=== DIRECTIONS FOR THIS TASK ===
Write every record out again exactly as shown below.

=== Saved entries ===

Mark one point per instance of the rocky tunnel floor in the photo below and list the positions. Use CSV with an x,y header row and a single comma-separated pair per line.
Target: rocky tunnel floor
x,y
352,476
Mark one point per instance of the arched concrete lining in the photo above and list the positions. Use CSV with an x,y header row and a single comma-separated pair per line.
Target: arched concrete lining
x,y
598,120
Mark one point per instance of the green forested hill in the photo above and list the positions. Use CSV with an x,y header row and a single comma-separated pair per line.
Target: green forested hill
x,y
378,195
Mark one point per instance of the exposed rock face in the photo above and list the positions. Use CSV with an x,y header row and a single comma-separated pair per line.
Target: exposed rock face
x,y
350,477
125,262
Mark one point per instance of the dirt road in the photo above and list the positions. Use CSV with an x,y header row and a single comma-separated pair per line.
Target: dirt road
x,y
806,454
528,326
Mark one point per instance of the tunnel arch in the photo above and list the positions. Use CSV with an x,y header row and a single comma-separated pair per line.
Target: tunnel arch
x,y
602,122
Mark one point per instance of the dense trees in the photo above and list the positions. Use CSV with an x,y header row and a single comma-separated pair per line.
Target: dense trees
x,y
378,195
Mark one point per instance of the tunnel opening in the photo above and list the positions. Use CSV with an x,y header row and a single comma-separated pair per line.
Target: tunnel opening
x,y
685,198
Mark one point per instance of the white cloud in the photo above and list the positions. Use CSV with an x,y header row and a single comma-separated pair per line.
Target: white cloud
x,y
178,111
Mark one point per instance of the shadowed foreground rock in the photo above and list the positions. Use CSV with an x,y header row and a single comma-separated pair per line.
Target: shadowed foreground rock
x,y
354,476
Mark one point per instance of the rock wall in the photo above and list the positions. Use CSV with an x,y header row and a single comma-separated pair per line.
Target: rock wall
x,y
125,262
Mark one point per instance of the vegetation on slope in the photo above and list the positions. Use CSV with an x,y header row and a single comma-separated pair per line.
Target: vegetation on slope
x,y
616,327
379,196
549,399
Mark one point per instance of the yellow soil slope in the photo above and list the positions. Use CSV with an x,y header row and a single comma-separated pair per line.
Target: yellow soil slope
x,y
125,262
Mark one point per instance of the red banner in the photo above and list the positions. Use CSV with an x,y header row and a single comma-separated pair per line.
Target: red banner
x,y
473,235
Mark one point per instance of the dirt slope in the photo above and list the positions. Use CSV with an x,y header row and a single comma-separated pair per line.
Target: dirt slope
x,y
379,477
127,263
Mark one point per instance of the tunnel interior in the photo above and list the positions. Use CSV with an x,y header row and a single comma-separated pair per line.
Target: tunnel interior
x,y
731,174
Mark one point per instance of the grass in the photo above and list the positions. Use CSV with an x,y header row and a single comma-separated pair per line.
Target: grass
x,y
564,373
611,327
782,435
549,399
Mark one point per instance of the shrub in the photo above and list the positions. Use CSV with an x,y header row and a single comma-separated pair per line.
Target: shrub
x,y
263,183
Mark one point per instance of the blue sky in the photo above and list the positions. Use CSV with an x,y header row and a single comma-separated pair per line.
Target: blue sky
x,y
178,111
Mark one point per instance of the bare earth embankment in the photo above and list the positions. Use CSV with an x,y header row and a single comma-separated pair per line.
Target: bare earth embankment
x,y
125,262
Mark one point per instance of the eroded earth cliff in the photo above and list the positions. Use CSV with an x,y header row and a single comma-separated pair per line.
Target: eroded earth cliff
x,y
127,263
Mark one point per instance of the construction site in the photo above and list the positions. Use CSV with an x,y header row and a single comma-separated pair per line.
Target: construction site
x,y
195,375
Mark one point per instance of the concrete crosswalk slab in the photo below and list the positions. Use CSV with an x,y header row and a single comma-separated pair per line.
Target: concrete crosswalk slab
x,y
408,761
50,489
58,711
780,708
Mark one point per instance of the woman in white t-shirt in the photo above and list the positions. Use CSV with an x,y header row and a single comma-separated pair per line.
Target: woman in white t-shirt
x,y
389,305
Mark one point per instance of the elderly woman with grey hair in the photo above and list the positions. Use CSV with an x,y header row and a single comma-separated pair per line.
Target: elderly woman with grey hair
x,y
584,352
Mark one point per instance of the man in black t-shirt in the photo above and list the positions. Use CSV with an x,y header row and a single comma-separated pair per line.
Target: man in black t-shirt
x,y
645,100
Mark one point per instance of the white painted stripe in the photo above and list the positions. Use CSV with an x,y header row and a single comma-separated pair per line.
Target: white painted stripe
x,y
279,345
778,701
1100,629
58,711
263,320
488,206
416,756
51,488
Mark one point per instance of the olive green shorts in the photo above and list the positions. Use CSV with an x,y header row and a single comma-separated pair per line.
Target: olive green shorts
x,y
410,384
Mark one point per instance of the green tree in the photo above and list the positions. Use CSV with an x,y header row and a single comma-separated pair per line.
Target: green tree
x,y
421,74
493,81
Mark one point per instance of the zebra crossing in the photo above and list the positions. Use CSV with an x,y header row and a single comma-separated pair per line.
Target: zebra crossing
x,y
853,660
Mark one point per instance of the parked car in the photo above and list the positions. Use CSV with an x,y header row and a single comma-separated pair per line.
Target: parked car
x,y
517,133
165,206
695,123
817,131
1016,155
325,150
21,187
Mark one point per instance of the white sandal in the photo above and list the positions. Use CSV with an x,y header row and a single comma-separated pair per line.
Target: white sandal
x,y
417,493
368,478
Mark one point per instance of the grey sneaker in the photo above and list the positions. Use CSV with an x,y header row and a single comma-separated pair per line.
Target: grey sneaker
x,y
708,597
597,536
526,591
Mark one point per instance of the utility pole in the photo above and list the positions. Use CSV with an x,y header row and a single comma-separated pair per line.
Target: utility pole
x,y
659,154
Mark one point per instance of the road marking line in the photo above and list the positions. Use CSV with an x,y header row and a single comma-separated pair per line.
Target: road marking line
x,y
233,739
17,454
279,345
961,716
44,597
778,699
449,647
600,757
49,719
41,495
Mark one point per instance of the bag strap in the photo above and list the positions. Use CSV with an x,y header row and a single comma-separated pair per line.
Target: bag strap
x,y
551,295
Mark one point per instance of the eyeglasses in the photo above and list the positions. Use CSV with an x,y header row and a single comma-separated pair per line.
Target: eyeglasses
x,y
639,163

=== EXERCISE RESPONSE ===
Mark one point per instance of the rocky tunnel floor in the photo below and list the positions. Use CSV with an x,y header row and a single comma-separated pair per line.
Target: rocky tunnel floor
x,y
352,476
Mark one point per instance of the arched concrete lining in the photo above and list the positions. Use CSV with an x,y header row and a single comma-separated pair per line.
Target: arched concrete lining
x,y
598,120
Mark one point per instance of the green forested hill in the photo above and list the positions. Use CSV with an x,y header row and a single comma-separated pair per line.
Target: green forested hill
x,y
378,195
Mark one point per instance of the exposed rock face in the photo above and list the positions. Use CSV with an x,y header row and a single comma-separated pair per line.
Target: exposed rock face
x,y
350,477
125,262
Mark one point per instance of the dirt road in the photo above and list the positions. Use CSV with an x,y header row and a single comma-separated pair per line.
Target: dirt road
x,y
806,454
528,326
Mark one point per instance of the tunnel arch in the photo above and list the positions. Use CSV with an x,y header row and a single comma-separated pair per line.
Target: tunnel arch
x,y
602,122
Mark one point per instance of the dense trees in the photo above and list the positions. Use CSV with an x,y header row and a single comma-separated pair per line.
Target: dense trees
x,y
378,195
Mark one point per instance of the tunnel opening in the photo above and list the positions. Use CSV with an x,y header row and a single comma-separated pair per line.
Target: tunnel opening
x,y
685,198
Mark one point per instance of the white cloud in the photo above and list the positions. Use CSV with an x,y header row and a single comma-separated pair per line.
Target: white cloud
x,y
178,111
Mark one point per instance of the shadowed foreground rock in the photo above and list the positions. Use CSV with an x,y header row and a single comma-separated pair per line.
Target: shadowed foreground rock
x,y
354,476
Mark one point per instance of the rock wall in the photo above and list the positions. Use CSV with an x,y header row and a single comma-separated pair per line.
Target: rock wall
x,y
125,262
Mark one point per instance of the vegetation on slope in the photo above and list the positions. Use CSV with an x,y header row and a single comma-separated pair per line.
Target: vegetation on slope
x,y
616,327
379,196
549,399
Mark one point per instance of the yellow soil slope in the photo above and list the positions. Use CSV with an x,y header row and a single comma-separated pair per line.
Target: yellow soil slope
x,y
125,262
Mark one point per instance of the red banner in the photo above and list the positions. Use CSV with an x,y header row and a single comma-separated pair per line.
Target: red banner
x,y
473,235
Mark one point per instance of the dirt slope in the photo above and list the positions. Use CSV with an x,y header row and a single comma-separated pair per line.
Target: dirt slope
x,y
379,477
127,263
Mark one point per instance of the tunnel interior in the photo above and list the positions. Use CSV with an x,y header row and a single comma-separated pair per line.
Target: tunnel interior
x,y
731,174
Mark one point per instance of the grass in the photo above and list the positions. Use CSV with an x,y header row and a single comma-separated pair per line.
Target: grass
x,y
564,373
611,327
782,435
549,399
Mark one point per instance of the shrub in the photo above and list the positions. Use CSV with an x,y header row and a single comma-separated pair per line.
Target: shrub
x,y
263,183
Mark one point per instance of the blue sky in the photo above and list the positions. Use CSV with an x,y header row and a single comma-separated pair per line.
Target: blue sky
x,y
178,111
Mark one point per instance of the bare earth embankment in the photo above and list the positions. Use CSV with an x,y header row and a single comma-separated pair per line.
Target: bare earth embankment
x,y
125,262
Mark one point per instance of the eroded earth cliff in the photo above and list the positions. Use CSV with an x,y header row and a single comma-separated pair per line.
Target: eroded earth cliff
x,y
127,263
Mark one point per instance of the construction site in the photo above and list the positions. Use CSV with an x,y header row and a single comma-separated pair per line.
Target: construction site
x,y
195,375
Mark one point per instance of the concrete crosswalk slab in the photo below and list the positions. Use CSV with an x,y header row and a single comma-separated pair per line.
Target: concrete crosswalk slab
x,y
408,761
50,489
58,711
780,708
Mark one point per instance of the woman in white t-shirt in the photo above and list the positions. Use CSV with an x,y header row and a single comma-separated pair per line.
Target: woman in white t-shirt
x,y
389,305
Mark one point per instance of the elderly woman with grey hair in the photo above and list the positions. Use CSV with an x,y header row and a single comma-separated pair per line.
Target: elderly woman with grey hair
x,y
584,352
Mark one point per instance of the man in black t-shirt in the photo above and list the positions. Use CSV with an x,y header row and a single comma-separated pair per line.
Target: man in black t-shirt
x,y
645,100
Mark one point per instance of the white painted stripe in the photo above and list the positions. Use CSV with an x,y header row and a single comma-separated pair per line.
Target: white painted stripe
x,y
279,345
778,701
1100,629
58,711
263,320
488,206
416,756
51,488
Mark one point per instance of the olive green shorts in the photo above and list the positions. Use CSV with an x,y header row and a single comma-separated pair per line.
Target: olive green shorts
x,y
410,384
Mark one point per instance of the green tree in the photo above and list the positions. Use CSV with an x,y header row and a single comma-separated pair per line.
Target: green tree
x,y
421,74
493,81
Mark one point per instance of the zebra crossing in the photo above and list the positions. Use CSV with an x,y header row and a single comma-separated pair per line.
Target: zebra crossing
x,y
853,660
Mark one point per instance of the parked car in the photo above and list the positions. Use CSV with an x,y header row and a single comma-separated pair per line.
Target: parked car
x,y
517,133
165,206
695,123
817,131
1016,155
325,150
21,187
Mark one point per instance of the white sandal in the photo above and list the positions. Use CSV with an x,y header row and a single comma-separated pair per line.
Target: white sandal
x,y
417,493
368,478
Mark one point per instance of the grey sneaker in the photo above and list the positions. Use CSV with an x,y header row and a single comma-separated pair per line.
Target: grey sneaker
x,y
708,597
597,536
526,591
Mark one point per instance of the utility pole in the photo above and list the positions. Use CSV with an x,y header row and a single comma-separated pair per line.
Target: utility pole
x,y
659,154
Mark one point per instance of the road marking line in the photo above and list the positions. Use CSV with an x,y header row and a single comma-separated pair per line.
Target: road marking line
x,y
233,739
17,454
279,345
961,716
44,597
778,699
449,647
600,757
49,719
41,495
Mark one point per instance of the bag strap in the photo above and list the positions. Use CSV with an x,y header row and a single comma-separated pair per line.
Target: bag strap
x,y
551,295
Mark one point per instance of the eyeglasses in the photo above and list the positions. Use CSV with an x,y header row and a single comma-separated pair per line.
Target: eyeglasses
x,y
639,163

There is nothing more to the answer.